= What the task asks =
When you reach the line containing "In this exercise you will tag the person", begin copying, and keep copying each line exactly until the listing ends.
= = =
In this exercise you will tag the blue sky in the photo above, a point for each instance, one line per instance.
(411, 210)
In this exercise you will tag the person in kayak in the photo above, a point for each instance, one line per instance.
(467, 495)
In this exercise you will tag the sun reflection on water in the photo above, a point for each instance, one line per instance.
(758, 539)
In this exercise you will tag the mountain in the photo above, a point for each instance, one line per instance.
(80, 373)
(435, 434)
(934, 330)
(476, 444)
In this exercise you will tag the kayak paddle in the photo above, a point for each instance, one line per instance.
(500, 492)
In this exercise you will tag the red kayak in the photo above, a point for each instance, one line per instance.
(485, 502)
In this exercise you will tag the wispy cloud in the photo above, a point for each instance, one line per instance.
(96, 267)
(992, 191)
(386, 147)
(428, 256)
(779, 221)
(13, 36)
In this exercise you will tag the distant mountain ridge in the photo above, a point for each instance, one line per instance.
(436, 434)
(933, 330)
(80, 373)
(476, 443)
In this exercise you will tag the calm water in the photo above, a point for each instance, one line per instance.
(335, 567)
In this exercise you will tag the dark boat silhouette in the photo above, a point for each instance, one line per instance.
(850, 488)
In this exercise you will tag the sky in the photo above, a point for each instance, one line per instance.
= = =
= Answer for this exercise =
In this exercise you will tag the person in kayak in the photo above, a point for each instance, one line per instance.
(467, 495)
In this exercise you will tag the sun reflection on water in the photo above, a point for each instance, one line per instance.
(758, 539)
In this exercise you will tag the mountain in the photo above, a point for each instance, one line per instance.
(80, 373)
(435, 434)
(934, 330)
(476, 444)
In this exercise you will tag the kayak paddle in the photo above, a point for each instance, one line per instance.
(500, 492)
In this exercise you will tag the red kayak in the photo above, a point for each instance, one line per instance.
(485, 502)
In this exercise you will tag the wispy cloud in the photo above, a point for each instance, one line per instance.
(96, 267)
(992, 191)
(386, 147)
(428, 256)
(779, 221)
(13, 36)
In this exercise you will tag the distant mountain ridge in the photo above, a point for each instance, one line per instance.
(436, 434)
(933, 330)
(80, 373)
(476, 443)
In this exercise you will tag the calm water in the photo above, a point for each instance, one line per instance.
(335, 567)
In this exercise you will tag the dark boat silhouette in the photo above, a point for each instance, one line per instance.
(850, 488)
In this exercise you will tag the sky in the photo above, a point for each instance, one line per instance.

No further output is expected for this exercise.